Il nous restera des choses à éclaircir, notamment le lien entre la danse de St Guy et la chorée d’Huntington. Peut-être faudra t-il aussi rencontrer un.e étymologiste et/ou un.e sociologue qui nous permettront de préciser la notion d'hystérie collective et en quoi certains mots sont problématiques par la stigmatisation de communautés minoritaires, comme le sont les personnes atteintes de maladies neurodégénératives. L’histoire retient la version des personnes dominantes, et par cette recherche et cette création, nous souhaitons donner de la visibilité à d’autres vérités qui cohabitent, qui ont été mises sous silence.
En ce qui concerne la transmission auprès de la classe de CM1 ou CM2, nous souhaitons inclure les enfants dans certaines étapes de production du film mais aussi dans le processus de recherche formelle qui s’effectuera simultanément à sa réalisation. Nous voulons par exemple développer des formes sonores autour de la voix, sous forme de jeux en cercle, des expérimentations chorégraphiques collectives, etc. Ces formes seront, si possible, incluses dans le film. Comment l’art et la danse peuvent-ils être des outils de révolution individuelle ou collective ? La danse est partout. Quand on croit ne pas danser, on danse aussi. Les moments que nous partagerons avec les enfants se concentreront sur cet axe. Mais aussi, nous souhaitons que ces instants de transmission puissent valoriser la narration : les histoires que l’on se raconte et qui évoluent au fil des jours, mois, années, siècles; les contes et légendes perdues, transformées, amplifiées. Nous inventerons de nouvelles histoires avec les enfants, par la parole, par la danse, par la musique. L’événement de la danse de St Guy est complexe et sombre. Comme nous l’avons écrit plus haut, il s’agit d’un point de départ dans la réalisation de notre film. Ce que nous souhaitons mettre en place avec les enfants est plus proche de la célébration, de la fête. Nous voulons inventer de nouvelles manières de se raconter des histoires autour du mouvement et cela pourra passer aussi par des formes plastiques comme le dessin, la peinture, ou des formes orales.

> [Lignes de données]:
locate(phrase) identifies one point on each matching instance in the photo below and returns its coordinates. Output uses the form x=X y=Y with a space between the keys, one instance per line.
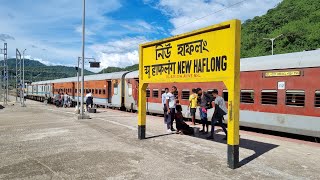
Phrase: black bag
x=209 y=100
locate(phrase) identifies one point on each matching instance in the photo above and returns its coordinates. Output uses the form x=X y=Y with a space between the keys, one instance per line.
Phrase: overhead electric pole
x=272 y=41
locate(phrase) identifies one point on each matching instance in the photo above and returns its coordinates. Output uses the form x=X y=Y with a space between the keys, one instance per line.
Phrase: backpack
x=209 y=100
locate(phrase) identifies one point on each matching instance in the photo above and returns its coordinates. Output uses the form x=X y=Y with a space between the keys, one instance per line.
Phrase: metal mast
x=18 y=75
x=4 y=83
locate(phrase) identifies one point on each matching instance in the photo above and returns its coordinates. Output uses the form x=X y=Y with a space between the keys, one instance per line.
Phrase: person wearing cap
x=193 y=99
x=204 y=100
x=164 y=97
x=219 y=111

> [Travail à faire]:
Reprenez mot pour mot l'intégralité du texte de lecture. Les lignes ne jouent aucun rôle dans ce travail.

> [Corrigé de l'exercice]:
Il nous restera des choses à éclaircir, notamment le lien entre la danse de St Guy et la chorée d’Huntington. Peut-être faudra t-il aussi rencontrer un.e étymologiste et/ou un.e sociologue qui nous permettront de préciser la notion d'hystérie collective et en quoi certains mots sont problématiques par la stigmatisation de communautés minoritaires, comme le sont les personnes atteintes de maladies neurodégénératives. L’histoire retient la version des personnes dominantes, et par cette recherche et cette création, nous souhaitons donner de la visibilité à d’autres vérités qui cohabitent, qui ont été mises sous silence.
En ce qui concerne la transmission auprès de la classe de CM1 ou CM2, nous souhaitons inclure les enfants dans certaines étapes de production du film mais aussi dans le processus de recherche formelle qui s’effectuera simultanément à sa réalisation. Nous voulons par exemple développer des formes sonores autour de la voix, sous forme de jeux en cercle, des expérimentations chorégraphiques collectives, etc. Ces formes seront, si possible, incluses dans le film. Comment l’art et la danse peuvent-ils être des outils de révolution individuelle ou collective ? La danse est partout. Quand on croit ne pas danser, on danse aussi. Les moments que nous partagerons avec les enfants se concentreront sur cet axe. Mais aussi, nous souhaitons que ces instants de transmission puissent valoriser la narration : les histoires que l’on se raconte et qui évoluent au fil des jours, mois, années, siècles; les contes et légendes perdues, transformées, amplifiées. Nous inventerons de nouvelles histoires avec les enfants, par la parole, par la danse, par la musique. L’événement de la danse de St Guy est complexe et sombre. Comme nous l’avons écrit plus haut, il s’agit d’un point de départ dans la réalisation de notre film. Ce que nous souhaitons mettre en place avec les enfants est plus proche de la célébration, de la fête. Nous voulons inventer de nouvelles manières de se raconter des histoires autour du mouvement et cela pourra passer aussi par des formes plastiques comme le dessin, la peinture, ou des formes orales.